Turn all of the records below into one numbered list, one entry per line, skipping any blank lines and leaving out the pictures.

·····

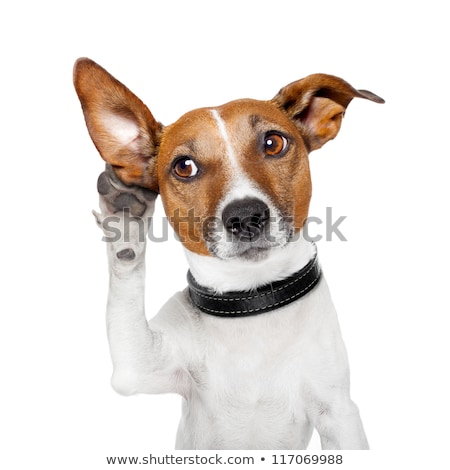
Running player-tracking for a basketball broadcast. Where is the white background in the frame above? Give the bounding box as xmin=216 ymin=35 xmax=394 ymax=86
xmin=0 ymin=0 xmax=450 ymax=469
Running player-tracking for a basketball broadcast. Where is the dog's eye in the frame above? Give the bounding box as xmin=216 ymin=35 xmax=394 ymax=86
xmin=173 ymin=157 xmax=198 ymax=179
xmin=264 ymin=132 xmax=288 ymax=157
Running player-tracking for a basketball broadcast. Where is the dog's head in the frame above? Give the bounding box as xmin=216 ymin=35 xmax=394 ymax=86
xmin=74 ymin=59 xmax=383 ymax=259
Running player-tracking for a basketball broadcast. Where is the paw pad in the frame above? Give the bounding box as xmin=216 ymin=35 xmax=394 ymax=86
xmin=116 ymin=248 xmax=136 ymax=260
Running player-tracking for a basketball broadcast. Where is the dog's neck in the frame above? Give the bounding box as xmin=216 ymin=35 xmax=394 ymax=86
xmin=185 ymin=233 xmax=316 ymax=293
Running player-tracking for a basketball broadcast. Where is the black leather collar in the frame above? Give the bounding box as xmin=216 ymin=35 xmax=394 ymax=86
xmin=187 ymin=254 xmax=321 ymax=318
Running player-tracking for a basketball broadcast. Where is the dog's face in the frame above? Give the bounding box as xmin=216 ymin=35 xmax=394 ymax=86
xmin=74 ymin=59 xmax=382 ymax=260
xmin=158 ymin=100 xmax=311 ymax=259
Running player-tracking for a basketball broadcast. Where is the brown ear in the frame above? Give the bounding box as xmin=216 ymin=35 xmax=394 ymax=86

·····

Task solution:
1. Running player-tracking for a basketball broadcast. Where is the white background in the frame above? Give the bounding box as xmin=216 ymin=35 xmax=394 ymax=86
2. xmin=0 ymin=0 xmax=450 ymax=469
3. Running player-tracking for a basketball broadcast. Where is the dog's eye in the frame above? Give the bounding box as xmin=216 ymin=35 xmax=394 ymax=86
4. xmin=173 ymin=157 xmax=198 ymax=179
5. xmin=264 ymin=132 xmax=288 ymax=157
6. Running player-tracking for a basketball broadcast. Where is the dog's head in the frame above? Give the bounding box as xmin=216 ymin=35 xmax=394 ymax=86
7. xmin=74 ymin=59 xmax=383 ymax=259
8. Running player-tracking for a basketball broadcast. Where is the paw pad in the frame above? Give the bounding box as xmin=216 ymin=35 xmax=394 ymax=86
9. xmin=116 ymin=248 xmax=136 ymax=260
10. Running player-tracking for a basketball broadcast. Where is the dog's neck in the frame above? Give the bounding box as xmin=216 ymin=35 xmax=394 ymax=86
11. xmin=185 ymin=233 xmax=316 ymax=293
12. Running player-tracking for a basketball broadcast. Where is the black leather collar in the frame above? Give the bounding box as xmin=216 ymin=35 xmax=394 ymax=86
13. xmin=187 ymin=254 xmax=321 ymax=318
14. Running player-tracking for a basketball broadcast. Where is the dog's face in the frame above? Give the bounding box as xmin=216 ymin=35 xmax=394 ymax=86
15. xmin=74 ymin=59 xmax=382 ymax=260
16. xmin=158 ymin=100 xmax=311 ymax=259
17. Running player-tracking for a basketball broadcast. Where is the brown ear in the frame above? Give the bounding box as xmin=216 ymin=35 xmax=394 ymax=86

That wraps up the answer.